### Dataset items

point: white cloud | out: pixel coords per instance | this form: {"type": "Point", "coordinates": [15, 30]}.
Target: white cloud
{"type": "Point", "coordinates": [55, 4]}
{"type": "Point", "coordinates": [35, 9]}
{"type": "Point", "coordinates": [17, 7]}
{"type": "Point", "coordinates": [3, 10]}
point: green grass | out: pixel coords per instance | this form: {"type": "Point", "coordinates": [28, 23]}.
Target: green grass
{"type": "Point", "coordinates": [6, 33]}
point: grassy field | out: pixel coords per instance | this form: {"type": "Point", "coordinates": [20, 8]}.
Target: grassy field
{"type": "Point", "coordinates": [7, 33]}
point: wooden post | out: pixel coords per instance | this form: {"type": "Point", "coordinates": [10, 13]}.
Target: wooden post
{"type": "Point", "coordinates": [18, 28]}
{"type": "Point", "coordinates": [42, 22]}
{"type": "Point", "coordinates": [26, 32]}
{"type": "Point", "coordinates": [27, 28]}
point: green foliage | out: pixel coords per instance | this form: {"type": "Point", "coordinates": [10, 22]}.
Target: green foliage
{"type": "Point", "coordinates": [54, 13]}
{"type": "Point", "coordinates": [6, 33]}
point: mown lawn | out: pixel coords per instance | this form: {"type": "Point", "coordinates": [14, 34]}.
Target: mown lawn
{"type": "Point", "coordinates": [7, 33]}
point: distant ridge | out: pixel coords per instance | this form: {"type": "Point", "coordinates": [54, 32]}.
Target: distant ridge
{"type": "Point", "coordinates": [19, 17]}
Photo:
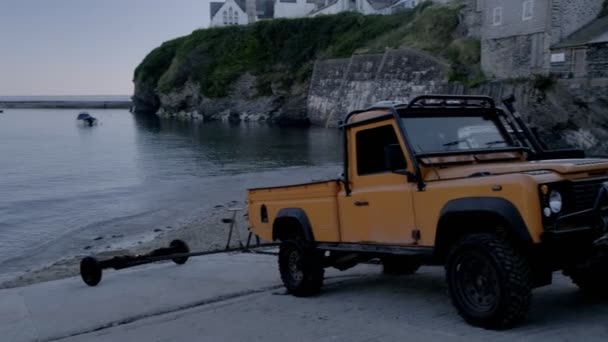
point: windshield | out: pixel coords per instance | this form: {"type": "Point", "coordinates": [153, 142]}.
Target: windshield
{"type": "Point", "coordinates": [447, 134]}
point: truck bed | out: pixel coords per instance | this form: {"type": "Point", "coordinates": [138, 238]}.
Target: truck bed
{"type": "Point", "coordinates": [318, 200]}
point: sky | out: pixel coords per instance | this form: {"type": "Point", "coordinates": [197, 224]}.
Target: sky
{"type": "Point", "coordinates": [86, 47]}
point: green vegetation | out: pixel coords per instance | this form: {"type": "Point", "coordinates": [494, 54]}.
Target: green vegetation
{"type": "Point", "coordinates": [282, 51]}
{"type": "Point", "coordinates": [604, 11]}
{"type": "Point", "coordinates": [542, 82]}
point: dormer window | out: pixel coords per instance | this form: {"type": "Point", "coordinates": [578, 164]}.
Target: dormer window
{"type": "Point", "coordinates": [497, 16]}
{"type": "Point", "coordinates": [528, 11]}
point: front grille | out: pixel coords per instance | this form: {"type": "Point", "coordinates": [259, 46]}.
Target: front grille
{"type": "Point", "coordinates": [585, 192]}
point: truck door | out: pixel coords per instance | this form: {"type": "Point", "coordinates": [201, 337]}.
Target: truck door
{"type": "Point", "coordinates": [379, 209]}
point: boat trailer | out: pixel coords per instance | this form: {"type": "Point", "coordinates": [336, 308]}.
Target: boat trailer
{"type": "Point", "coordinates": [91, 269]}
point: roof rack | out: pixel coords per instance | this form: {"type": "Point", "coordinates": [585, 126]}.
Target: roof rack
{"type": "Point", "coordinates": [452, 101]}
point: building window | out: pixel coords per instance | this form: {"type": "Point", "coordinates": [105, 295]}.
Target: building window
{"type": "Point", "coordinates": [528, 11]}
{"type": "Point", "coordinates": [497, 16]}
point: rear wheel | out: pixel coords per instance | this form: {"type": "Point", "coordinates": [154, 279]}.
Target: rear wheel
{"type": "Point", "coordinates": [301, 268]}
{"type": "Point", "coordinates": [399, 265]}
{"type": "Point", "coordinates": [489, 281]}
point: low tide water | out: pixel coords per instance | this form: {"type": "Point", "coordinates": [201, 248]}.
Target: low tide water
{"type": "Point", "coordinates": [62, 184]}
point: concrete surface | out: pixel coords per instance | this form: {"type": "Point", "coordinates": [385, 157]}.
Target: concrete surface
{"type": "Point", "coordinates": [239, 298]}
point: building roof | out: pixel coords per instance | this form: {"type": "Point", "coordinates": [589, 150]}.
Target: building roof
{"type": "Point", "coordinates": [242, 5]}
{"type": "Point", "coordinates": [594, 32]}
{"type": "Point", "coordinates": [264, 9]}
{"type": "Point", "coordinates": [215, 7]}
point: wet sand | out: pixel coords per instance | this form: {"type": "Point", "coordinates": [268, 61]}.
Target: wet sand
{"type": "Point", "coordinates": [206, 233]}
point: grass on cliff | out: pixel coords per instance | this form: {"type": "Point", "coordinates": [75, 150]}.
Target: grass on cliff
{"type": "Point", "coordinates": [282, 51]}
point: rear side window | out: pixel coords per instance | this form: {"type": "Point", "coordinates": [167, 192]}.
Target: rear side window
{"type": "Point", "coordinates": [370, 149]}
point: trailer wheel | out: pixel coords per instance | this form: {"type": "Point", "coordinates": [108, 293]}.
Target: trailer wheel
{"type": "Point", "coordinates": [301, 268]}
{"type": "Point", "coordinates": [181, 248]}
{"type": "Point", "coordinates": [90, 271]}
{"type": "Point", "coordinates": [490, 282]}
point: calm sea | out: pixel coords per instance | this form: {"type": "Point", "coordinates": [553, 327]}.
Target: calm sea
{"type": "Point", "coordinates": [63, 184]}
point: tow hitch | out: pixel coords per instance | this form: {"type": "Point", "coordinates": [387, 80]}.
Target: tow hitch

### WORK INSTRUCTIONS
Please render all of the data above as a JSON list of strings, with one string per line. Leave out blank lines and the pictures.

### TASK ANSWER
[
  "point: white cloud | out: pixel coords per instance | this form: {\"type\": \"Point\", \"coordinates\": [15, 30]}.",
  "Target: white cloud",
  "{\"type\": \"Point\", \"coordinates\": [55, 4]}",
  "{\"type\": \"Point\", \"coordinates\": [35, 9]}",
  "{\"type\": \"Point\", \"coordinates\": [17, 7]}",
  "{\"type\": \"Point\", \"coordinates\": [3, 10]}",
  "point: green grass | out: pixel coords per instance | this form: {\"type\": \"Point\", \"coordinates\": [28, 23]}.",
  "Target: green grass",
  "{\"type\": \"Point\", \"coordinates\": [6, 33]}",
  "point: grassy field | out: pixel coords per instance | this form: {\"type\": \"Point\", \"coordinates\": [20, 8]}.",
  "Target: grassy field",
  "{\"type\": \"Point\", \"coordinates\": [7, 33]}",
  "point: wooden post | out: pixel coords per instance | this form: {\"type\": \"Point\", \"coordinates\": [10, 13]}.",
  "Target: wooden post",
  "{\"type\": \"Point\", \"coordinates\": [18, 28]}",
  "{\"type\": \"Point\", \"coordinates\": [42, 22]}",
  "{\"type\": \"Point\", \"coordinates\": [26, 32]}",
  "{\"type\": \"Point\", \"coordinates\": [27, 28]}",
  "point: green foliage | out: pixel coords per instance | this form: {\"type\": \"Point\", \"coordinates\": [10, 22]}.",
  "Target: green foliage",
  "{\"type\": \"Point\", \"coordinates\": [54, 13]}",
  "{\"type\": \"Point\", \"coordinates\": [6, 33]}",
  "point: mown lawn | out: pixel coords per instance | this form: {\"type\": \"Point\", \"coordinates\": [14, 34]}.",
  "Target: mown lawn",
  "{\"type\": \"Point\", \"coordinates\": [7, 33]}",
  "point: distant ridge | out: pixel coords per instance | this form: {\"type\": \"Point\", \"coordinates\": [54, 32]}.",
  "Target: distant ridge",
  "{\"type\": \"Point\", \"coordinates\": [19, 17]}",
  "Photo:",
  "point: windshield | out: pixel coords per instance | this form: {\"type\": \"Point\", \"coordinates\": [153, 142]}.",
  "Target: windshield",
  "{\"type\": \"Point\", \"coordinates\": [447, 134]}",
  "point: truck bed | out: pixel coords per instance | this form: {\"type\": \"Point\", \"coordinates\": [138, 238]}.",
  "Target: truck bed",
  "{\"type\": \"Point\", \"coordinates\": [318, 200]}",
  "point: sky | out: pixel coords per instance | this form: {\"type\": \"Point\", \"coordinates\": [197, 224]}.",
  "Target: sky",
  "{\"type\": \"Point\", \"coordinates\": [86, 47]}",
  "point: green vegetation | out: pixel coords per instance | this form: {\"type\": \"Point\", \"coordinates\": [494, 54]}.",
  "Target: green vegetation",
  "{\"type\": \"Point\", \"coordinates\": [282, 51]}",
  "{\"type\": \"Point\", \"coordinates\": [604, 11]}",
  "{\"type\": \"Point\", \"coordinates\": [542, 82]}",
  "point: dormer window | out: pixel coords per instance | this form: {\"type\": \"Point\", \"coordinates\": [578, 164]}.",
  "Target: dormer window",
  "{\"type\": \"Point\", \"coordinates\": [497, 16]}",
  "{\"type\": \"Point\", \"coordinates\": [528, 11]}",
  "point: front grille | out: pixel coords per instance | this form: {\"type\": \"Point\", \"coordinates\": [259, 46]}.",
  "Target: front grille",
  "{\"type\": \"Point\", \"coordinates\": [585, 192]}",
  "point: truck door | out: pixel coords per instance | this form: {\"type\": \"Point\", \"coordinates\": [201, 337]}.",
  "Target: truck door",
  "{\"type\": \"Point\", \"coordinates\": [379, 209]}",
  "point: boat trailer | out: pixel coords per instance | this form: {\"type\": \"Point\", \"coordinates\": [336, 308]}.",
  "Target: boat trailer",
  "{\"type\": \"Point\", \"coordinates\": [91, 269]}",
  "point: roof rack | out: pixel coords per instance | this form: {\"type\": \"Point\", \"coordinates\": [585, 126]}.",
  "Target: roof rack",
  "{\"type\": \"Point\", \"coordinates\": [452, 101]}",
  "point: building window | out: pixel coords per instance | this form: {\"type\": \"Point\", \"coordinates\": [105, 295]}.",
  "Target: building window",
  "{\"type\": \"Point\", \"coordinates\": [528, 11]}",
  "{\"type\": \"Point\", \"coordinates\": [497, 16]}",
  "point: rear wheel | out: pixel coords per instance | this form: {\"type\": \"Point\", \"coordinates\": [154, 279]}.",
  "Target: rear wheel",
  "{\"type\": \"Point\", \"coordinates\": [301, 268]}",
  "{\"type\": \"Point\", \"coordinates\": [399, 265]}",
  "{\"type\": \"Point\", \"coordinates\": [489, 281]}",
  "point: low tide water | out: pixel coords per instance | this form: {\"type\": \"Point\", \"coordinates\": [201, 248]}.",
  "Target: low tide water",
  "{\"type\": \"Point\", \"coordinates\": [62, 184]}",
  "point: concrete surface | out: pixel coords per instance | this form: {\"type\": \"Point\", \"coordinates\": [385, 157]}.",
  "Target: concrete surface",
  "{\"type\": \"Point\", \"coordinates\": [239, 298]}",
  "point: building roof | out: pixel coords per instance | this form: {\"type\": \"Point\", \"coordinates\": [589, 150]}.",
  "Target: building roof",
  "{\"type\": \"Point\", \"coordinates\": [242, 5]}",
  "{\"type\": \"Point\", \"coordinates\": [594, 32]}",
  "{\"type\": \"Point\", \"coordinates\": [264, 9]}",
  "{\"type\": \"Point\", \"coordinates\": [215, 7]}",
  "point: wet sand | out: pixel coords per instance | this form: {\"type\": \"Point\", \"coordinates\": [268, 61]}.",
  "Target: wet sand",
  "{\"type\": \"Point\", \"coordinates\": [206, 233]}",
  "point: grass on cliff | out: pixel coords per instance | this form: {\"type\": \"Point\", \"coordinates\": [75, 150]}.",
  "Target: grass on cliff",
  "{\"type\": \"Point\", \"coordinates\": [282, 51]}",
  "point: rear side window | out: pixel coords per instance | this form: {\"type\": \"Point\", \"coordinates\": [167, 192]}.",
  "Target: rear side window",
  "{\"type\": \"Point\", \"coordinates\": [370, 149]}",
  "point: trailer wheel | out: pixel coords per instance | this form: {\"type\": \"Point\", \"coordinates\": [108, 293]}.",
  "Target: trailer wheel",
  "{\"type\": \"Point\", \"coordinates\": [301, 268]}",
  "{\"type\": \"Point\", \"coordinates\": [181, 248]}",
  "{\"type\": \"Point\", \"coordinates\": [90, 271]}",
  "{\"type\": \"Point\", \"coordinates\": [490, 282]}",
  "point: calm sea | out: pixel coords per instance | this form: {\"type\": \"Point\", \"coordinates\": [553, 327]}.",
  "Target: calm sea",
  "{\"type\": \"Point\", \"coordinates\": [63, 184]}",
  "point: tow hitch | out: pixel coords per instance | this form: {\"type\": \"Point\", \"coordinates\": [387, 80]}.",
  "Target: tow hitch"
]